Arrange all of the material below as a numbered list, omitting blank lines. Exclude the pictures from your answer.

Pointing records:
• • • •

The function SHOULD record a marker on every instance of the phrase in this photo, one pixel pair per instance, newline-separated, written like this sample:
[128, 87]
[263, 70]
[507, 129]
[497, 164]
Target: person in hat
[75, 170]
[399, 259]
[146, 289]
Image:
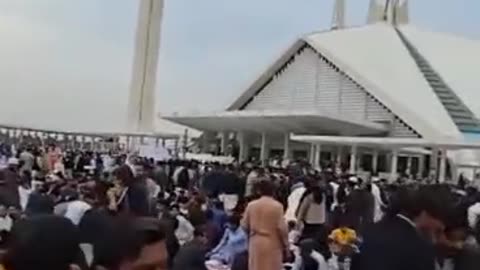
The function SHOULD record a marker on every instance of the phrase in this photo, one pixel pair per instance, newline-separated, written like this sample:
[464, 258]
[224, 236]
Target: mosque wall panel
[312, 82]
[353, 99]
[328, 85]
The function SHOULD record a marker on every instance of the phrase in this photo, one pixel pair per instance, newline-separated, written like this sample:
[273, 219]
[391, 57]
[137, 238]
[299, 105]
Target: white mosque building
[387, 96]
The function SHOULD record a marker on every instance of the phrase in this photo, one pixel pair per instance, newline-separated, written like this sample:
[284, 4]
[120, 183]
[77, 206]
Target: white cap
[12, 161]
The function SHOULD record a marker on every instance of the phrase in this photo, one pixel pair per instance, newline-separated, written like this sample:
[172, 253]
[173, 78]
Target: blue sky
[67, 63]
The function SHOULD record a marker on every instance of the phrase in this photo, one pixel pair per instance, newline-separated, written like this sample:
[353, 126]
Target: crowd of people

• • • •

Final result:
1. The function SHOULD record a marker on every instance of the phrase in this photo, one pixel pair per instance, newline-separated, written like this sample:
2. [128, 87]
3. [263, 70]
4. [507, 129]
5. [497, 164]
6. Target: person in hat
7. [75, 170]
8. [399, 259]
9. [146, 289]
10. Image:
11. The function SHOULD record a marker on every instance of the phrase in this photo, one pixel pair per instance, newline-separated, written like this sample:
12. [464, 258]
13. [224, 236]
14. Target: mosque wall panel
15. [312, 82]
16. [353, 99]
17. [328, 85]
18. The function SHOULD record a marker on every instance of the phrase in this photo, one pixel pair per instance, newline-separated, written like this sample:
19. [273, 219]
20. [391, 57]
21. [137, 238]
22. [299, 105]
23. Target: white mosque building
24. [387, 96]
25. The function SHOULD record a marker on every instance of the phrase in this photo, one pixel pair per instance, newline-separated, written like this sample:
26. [284, 4]
27. [120, 183]
28. [77, 206]
29. Target: white cap
30. [12, 161]
31. The function SHOULD record a marker on every instance of the phrase in this photo, one pixel pair per instance, newline-separated, written like this sample:
32. [172, 253]
33. [173, 78]
34. Target: blue sky
35. [67, 63]
36. The function SHOULD record a marker on every instance of the phrase in this photo, one pixel pair per instance, newline-separated, written like this sample:
37. [353, 126]
38. Target: crowd of people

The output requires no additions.